▸ **Задание**
Перескажите короче абзац фрагмента, начинающийся словами «А вот писать приловчился», и сохраните его основные факты.

▸ **Выбранный фрагмент**

А вот писать приловчился в любой обстановке и где угодно. На патронном ящике в блиндаже и на неразорвавшемся снаряде в окопе, на куче кирпичей в простреливаемом цеху и на битом стекле разруиненной аптеки в лекарственном смраде, в остове подбитой БМП и на крыше многоэтажки под небом, вспарываемым ракетами «Градов» и «Смерчей». Помню, записывал рассказанную Боцманом историю на ступеньках погреба близ передовой в гноящемся свете укровских сигнальных ракет над Семеновкой и почуял чей-то цепкий взгляд… крыса! Снаружи нешуточный обстрел, внутри — хвостатая мерзость. Выбор из двух зол был сделан автоматически: перебежал к окопу, дописал абзац и благополучно под убаюкивающее шипенье мин уснул. Во время боев за Иловайск я «поселился» на БТРе командира с позывным Барбос. Никогда ни до, ни после не было у меня столь комфортабельного рабочего кабинета и одновременно спальни. Однажды на броне под проливным дождем проспал я всю ночь и пробудился не оттого, что вымок до нитки, а лишь от нестерпимого желания «отлить».

К слову, утратив на этой войне три полностью исписанных блокнота — во время выхода из окружения под Николаевкой, напоровшись на укропов в районе Дмитровки и при зачистке Иловайска — я более боевых записей не веду.

Когда многие фронтовики говорят, что с некоторых пор дискомфортно чувствуют себя только дома на диване — это не бахвальство, не преувеличение, не «психоневротическое расстройство вследствие чрезвычайной психогении с угрозой для жизни». Частая и резкая смена обстановки, постоянное напряжение, активизация всех жизненных ресурсов становятся нормой, радостной потребностью и единственно действенной терапией всех психосоматозов. Исцелившихся от многих духовно-душевных и телесных недугов я встречал, психотиков-жертв пресловутого посттравматического военного синдрома — нет.

▸ **Исходные данные**
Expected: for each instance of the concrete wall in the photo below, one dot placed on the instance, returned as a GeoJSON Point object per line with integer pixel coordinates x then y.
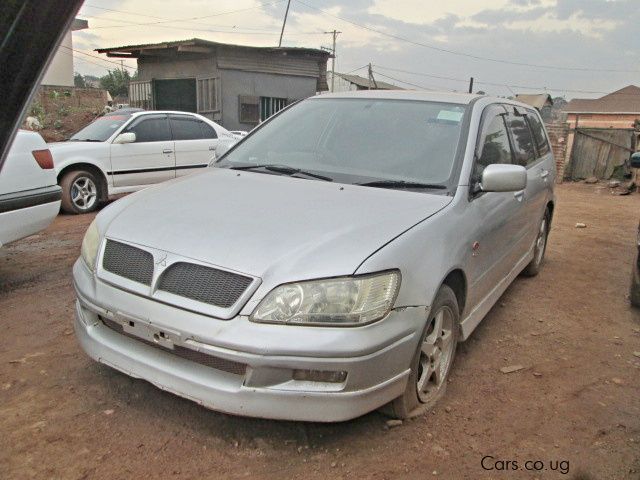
{"type": "Point", "coordinates": [559, 139]}
{"type": "Point", "coordinates": [234, 83]}
{"type": "Point", "coordinates": [176, 66]}
{"type": "Point", "coordinates": [602, 120]}
{"type": "Point", "coordinates": [60, 71]}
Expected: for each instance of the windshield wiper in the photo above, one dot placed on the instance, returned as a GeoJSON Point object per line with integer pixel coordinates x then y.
{"type": "Point", "coordinates": [402, 184]}
{"type": "Point", "coordinates": [284, 169]}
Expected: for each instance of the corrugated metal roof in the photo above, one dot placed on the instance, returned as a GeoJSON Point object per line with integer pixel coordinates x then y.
{"type": "Point", "coordinates": [625, 100]}
{"type": "Point", "coordinates": [538, 100]}
{"type": "Point", "coordinates": [366, 83]}
{"type": "Point", "coordinates": [209, 43]}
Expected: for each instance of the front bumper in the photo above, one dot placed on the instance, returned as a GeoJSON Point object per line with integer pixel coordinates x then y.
{"type": "Point", "coordinates": [375, 357]}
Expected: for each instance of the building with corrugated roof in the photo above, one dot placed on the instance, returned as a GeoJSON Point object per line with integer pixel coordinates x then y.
{"type": "Point", "coordinates": [236, 85]}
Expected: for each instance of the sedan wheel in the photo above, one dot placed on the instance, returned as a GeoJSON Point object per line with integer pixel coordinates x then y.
{"type": "Point", "coordinates": [436, 355]}
{"type": "Point", "coordinates": [84, 193]}
{"type": "Point", "coordinates": [80, 192]}
{"type": "Point", "coordinates": [433, 359]}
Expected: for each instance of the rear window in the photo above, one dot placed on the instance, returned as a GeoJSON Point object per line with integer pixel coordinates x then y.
{"type": "Point", "coordinates": [100, 129]}
{"type": "Point", "coordinates": [538, 134]}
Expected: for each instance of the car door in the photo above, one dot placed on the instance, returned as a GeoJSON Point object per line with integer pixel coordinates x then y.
{"type": "Point", "coordinates": [195, 143]}
{"type": "Point", "coordinates": [148, 160]}
{"type": "Point", "coordinates": [526, 154]}
{"type": "Point", "coordinates": [492, 236]}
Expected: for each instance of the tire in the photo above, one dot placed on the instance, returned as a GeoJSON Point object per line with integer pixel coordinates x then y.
{"type": "Point", "coordinates": [80, 192]}
{"type": "Point", "coordinates": [431, 364]}
{"type": "Point", "coordinates": [634, 292]}
{"type": "Point", "coordinates": [540, 247]}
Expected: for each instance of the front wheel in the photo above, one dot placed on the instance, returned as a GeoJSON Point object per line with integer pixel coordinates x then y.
{"type": "Point", "coordinates": [80, 192]}
{"type": "Point", "coordinates": [432, 361]}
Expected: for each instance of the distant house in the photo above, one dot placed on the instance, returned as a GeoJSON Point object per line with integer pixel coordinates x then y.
{"type": "Point", "coordinates": [344, 82]}
{"type": "Point", "coordinates": [620, 109]}
{"type": "Point", "coordinates": [540, 101]}
{"type": "Point", "coordinates": [60, 70]}
{"type": "Point", "coordinates": [236, 85]}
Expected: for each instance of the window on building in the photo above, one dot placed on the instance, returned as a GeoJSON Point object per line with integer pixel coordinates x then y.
{"type": "Point", "coordinates": [538, 134]}
{"type": "Point", "coordinates": [140, 95]}
{"type": "Point", "coordinates": [249, 109]}
{"type": "Point", "coordinates": [207, 95]}
{"type": "Point", "coordinates": [270, 106]}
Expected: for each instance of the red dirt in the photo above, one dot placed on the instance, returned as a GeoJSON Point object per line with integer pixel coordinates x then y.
{"type": "Point", "coordinates": [575, 400]}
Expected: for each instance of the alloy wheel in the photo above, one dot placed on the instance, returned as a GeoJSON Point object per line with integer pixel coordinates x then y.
{"type": "Point", "coordinates": [84, 193]}
{"type": "Point", "coordinates": [436, 354]}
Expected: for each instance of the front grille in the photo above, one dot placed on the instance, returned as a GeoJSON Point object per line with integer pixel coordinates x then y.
{"type": "Point", "coordinates": [204, 284]}
{"type": "Point", "coordinates": [211, 361]}
{"type": "Point", "coordinates": [128, 262]}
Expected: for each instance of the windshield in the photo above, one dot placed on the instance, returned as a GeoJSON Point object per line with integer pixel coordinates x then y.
{"type": "Point", "coordinates": [359, 140]}
{"type": "Point", "coordinates": [100, 129]}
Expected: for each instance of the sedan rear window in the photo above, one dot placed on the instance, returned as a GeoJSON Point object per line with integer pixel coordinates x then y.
{"type": "Point", "coordinates": [100, 129]}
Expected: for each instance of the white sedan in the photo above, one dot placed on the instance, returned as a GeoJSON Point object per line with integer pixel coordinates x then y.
{"type": "Point", "coordinates": [125, 151]}
{"type": "Point", "coordinates": [29, 194]}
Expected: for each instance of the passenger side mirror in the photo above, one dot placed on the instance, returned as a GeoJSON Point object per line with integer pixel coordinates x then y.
{"type": "Point", "coordinates": [128, 137]}
{"type": "Point", "coordinates": [503, 178]}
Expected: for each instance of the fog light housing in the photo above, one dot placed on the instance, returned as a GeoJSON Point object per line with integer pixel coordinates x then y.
{"type": "Point", "coordinates": [324, 376]}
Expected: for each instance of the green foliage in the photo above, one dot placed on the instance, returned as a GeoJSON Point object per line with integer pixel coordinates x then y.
{"type": "Point", "coordinates": [78, 81]}
{"type": "Point", "coordinates": [116, 82]}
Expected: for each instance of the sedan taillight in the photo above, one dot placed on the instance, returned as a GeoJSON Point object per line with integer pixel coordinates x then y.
{"type": "Point", "coordinates": [44, 159]}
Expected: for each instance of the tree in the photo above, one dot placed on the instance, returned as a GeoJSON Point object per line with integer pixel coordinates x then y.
{"type": "Point", "coordinates": [78, 80]}
{"type": "Point", "coordinates": [116, 82]}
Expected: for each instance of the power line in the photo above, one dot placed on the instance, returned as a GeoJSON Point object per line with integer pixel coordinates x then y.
{"type": "Point", "coordinates": [99, 58]}
{"type": "Point", "coordinates": [463, 54]}
{"type": "Point", "coordinates": [402, 81]}
{"type": "Point", "coordinates": [494, 84]}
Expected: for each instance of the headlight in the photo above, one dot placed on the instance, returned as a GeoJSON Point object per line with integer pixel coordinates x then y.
{"type": "Point", "coordinates": [346, 301]}
{"type": "Point", "coordinates": [90, 244]}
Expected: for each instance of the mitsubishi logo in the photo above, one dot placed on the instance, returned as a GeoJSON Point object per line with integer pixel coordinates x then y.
{"type": "Point", "coordinates": [162, 261]}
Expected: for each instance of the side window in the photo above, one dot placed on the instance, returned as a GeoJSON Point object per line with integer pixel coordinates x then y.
{"type": "Point", "coordinates": [539, 136]}
{"type": "Point", "coordinates": [154, 129]}
{"type": "Point", "coordinates": [524, 149]}
{"type": "Point", "coordinates": [208, 131]}
{"type": "Point", "coordinates": [184, 127]}
{"type": "Point", "coordinates": [494, 146]}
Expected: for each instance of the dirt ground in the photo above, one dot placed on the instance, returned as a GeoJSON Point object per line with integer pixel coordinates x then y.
{"type": "Point", "coordinates": [574, 407]}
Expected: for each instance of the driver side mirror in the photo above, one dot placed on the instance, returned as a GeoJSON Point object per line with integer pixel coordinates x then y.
{"type": "Point", "coordinates": [499, 177]}
{"type": "Point", "coordinates": [128, 137]}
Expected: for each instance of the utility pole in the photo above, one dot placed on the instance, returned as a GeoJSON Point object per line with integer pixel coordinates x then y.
{"type": "Point", "coordinates": [286, 14]}
{"type": "Point", "coordinates": [372, 79]}
{"type": "Point", "coordinates": [333, 60]}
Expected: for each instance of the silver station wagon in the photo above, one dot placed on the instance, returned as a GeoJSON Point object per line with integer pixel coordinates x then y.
{"type": "Point", "coordinates": [328, 264]}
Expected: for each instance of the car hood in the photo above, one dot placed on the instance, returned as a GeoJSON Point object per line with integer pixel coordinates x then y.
{"type": "Point", "coordinates": [269, 226]}
{"type": "Point", "coordinates": [62, 150]}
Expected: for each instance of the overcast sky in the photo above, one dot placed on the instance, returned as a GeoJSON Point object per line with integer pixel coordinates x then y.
{"type": "Point", "coordinates": [572, 48]}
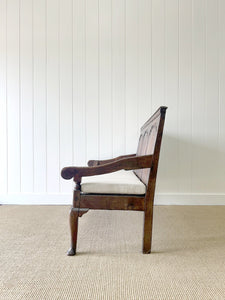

▸ **Итоговый ответ**
Рассказчик научился писать в любой обстановке: на патронном ящике в блиндаже, на неразорвавшемся снаряде в окопе, на куче кирпичей в простреливаемом цеху, на битом стекле разрушенной аптеки, в подбитой БМП и на крыше многоэтажки под ракетами «Градов» и «Смерчей». Однажды он записывал историю Боцмана на ступеньках погреба близ передовой, под светом вражеских сигнальных ракет над Семеновкой. Заметив там крысу, он перебежал в окоп, хотя снаружи шел сильный обстрел, дописал абзац и уснул под шипенье мин. Во время боев за Иловайск он жил на БТРе командира с позывным Барбос, который стал для него рабочим кабинетом и спальней. Как-то он проспал на броне всю ночь под проливным дождем.